----- Zitierter Text -----
Rz. 23e

Der Entwurf des neuen Verbandssanktionengesetzes erfasst gem. § 1 VerSanG-E Verbände, "deren Zweck auf einen wirtschaftlichen Geschäftsbetrieb gerichtet ist". Folglich sind erfasst juristische Personen des Zivil- und des öffentlichen Rechts, auch nicht rechtsfähige Vereine oder rechtsfähige Personengesellschaften, nicht hingegen Verbände mit einem gemeinnützigen Zweck. Letztere unterliegen weiterhin (nur) den Regelungen des OWiG.

Wird ein Verband vom VerSanG erfasst, so schließt der Anwendungsbereich – im Gegensatz zum OWiG – auch Verbände mit einem Sitz im Inland im Hinblick auf im Ausland begangene Verbandsdelikte ein, die nicht den deutschen Strafgesetzen unterfallen. Dieser Regelung kommt jedoch im Steuerstrafrecht lediglich geringe Bedeutung zu, da es sich bei den durch § 370 AO geschützten Steuern trotz der Erweiterung in § 370 Abs. 6 AO fast ausschließlich um solche nach Bundesrecht oder dem Recht der EU handelt.

 

Rz. 23f

Ausgangspunkt der Anwendbarkeit des VerSanG ist die Verbandstat i. S. d. § 2 Abs. 1 Nr. 3 VerSanG-E, also eine Straftat, durch die Pflichten des Verbands verletzt wurden oder durch die der Verband bereichert wurde bzw. werden sollte. Diese Straftat muss durch eine Leitungsperson des Verbands oder einer Person, die für die Leitung des Betriebs oder Unternehmens eines Verbands verantwortlich handelt, begangen worden sein, vgl. § 2 Abs. 1 Nr. 2 VerSanG-E. Sofern nicht eine dieser Personen die Straftat begangen hat, kann gegen den Verband trotzdem gem. § 3 Abs. 1 Nr. 2 VerSanG-E eine Verbandssanktion verhängt werden, wenn die Tat von anderen Personen in Wahrnehmung der Angelegenheiten des Verbands begangen wurde, sofern Leitungspersonen des Verbands die Straftat durch angemessene Vorkehrungen zur Vermeidung von Verbandstaten – insb. Organisation, Auswahl, Anleitung und Aufsicht – hätten verhindern oder wesentlich erschweren können.
----- Datensatzinhalt -----
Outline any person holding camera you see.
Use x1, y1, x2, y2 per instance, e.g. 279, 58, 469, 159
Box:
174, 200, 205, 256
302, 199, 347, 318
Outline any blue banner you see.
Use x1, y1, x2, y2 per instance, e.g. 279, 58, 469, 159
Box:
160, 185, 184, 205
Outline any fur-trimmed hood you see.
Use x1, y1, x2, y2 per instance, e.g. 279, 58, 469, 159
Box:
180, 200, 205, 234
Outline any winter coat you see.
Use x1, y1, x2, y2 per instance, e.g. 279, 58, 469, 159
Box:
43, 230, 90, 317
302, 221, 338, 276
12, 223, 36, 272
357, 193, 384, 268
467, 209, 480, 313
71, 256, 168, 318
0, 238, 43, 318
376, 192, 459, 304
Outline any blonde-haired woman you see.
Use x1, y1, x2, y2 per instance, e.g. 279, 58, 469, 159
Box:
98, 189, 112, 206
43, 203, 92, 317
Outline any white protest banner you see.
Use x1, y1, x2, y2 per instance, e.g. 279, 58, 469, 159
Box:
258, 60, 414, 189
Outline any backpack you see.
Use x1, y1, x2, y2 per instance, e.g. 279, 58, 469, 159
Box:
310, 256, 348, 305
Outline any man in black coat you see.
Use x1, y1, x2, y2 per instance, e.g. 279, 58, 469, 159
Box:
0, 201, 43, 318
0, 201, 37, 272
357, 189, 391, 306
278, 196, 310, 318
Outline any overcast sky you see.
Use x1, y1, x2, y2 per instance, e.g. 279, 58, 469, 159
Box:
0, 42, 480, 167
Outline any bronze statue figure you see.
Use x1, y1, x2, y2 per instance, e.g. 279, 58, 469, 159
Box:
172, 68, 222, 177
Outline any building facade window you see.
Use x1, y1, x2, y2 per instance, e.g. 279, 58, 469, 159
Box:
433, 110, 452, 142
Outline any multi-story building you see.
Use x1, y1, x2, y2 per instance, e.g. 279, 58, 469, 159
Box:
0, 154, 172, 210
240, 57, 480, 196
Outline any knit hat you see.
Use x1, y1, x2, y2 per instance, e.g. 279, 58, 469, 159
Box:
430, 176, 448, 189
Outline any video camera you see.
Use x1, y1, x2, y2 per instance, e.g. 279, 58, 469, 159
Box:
-----
Aufgabenstellung: Gib aus dem Text zum Verbandssanktionengesetz alles von „Der Entwurf des“ bis hinunter zu „Regelungen des OWiG.“ erneut wieder und ersetze dabei „OWiG“ durch „Ordnungswidrigkeitengesetz“. Die Auflistung stammt aus einer anderen Quelle.

Lösung:
Der Entwurf des neuen Verbandssanktionengesetzes erfasst gem. § 1 VerSanG-E Verbände, "deren Zweck auf einen wirtschaftlichen Geschäftsbetrieb gerichtet ist". Folglich sind erfasst juristische Personen des Zivil- und des öffentlichen Rechts, auch nicht rechtsfähige Vereine oder rechtsfähige Personengesellschaften, nicht hingegen Verbände mit einem gemeinnützigen Zweck. Letztere unterliegen weiterhin (nur) den Regelungen des Ordnungswidrigkeitengesetz.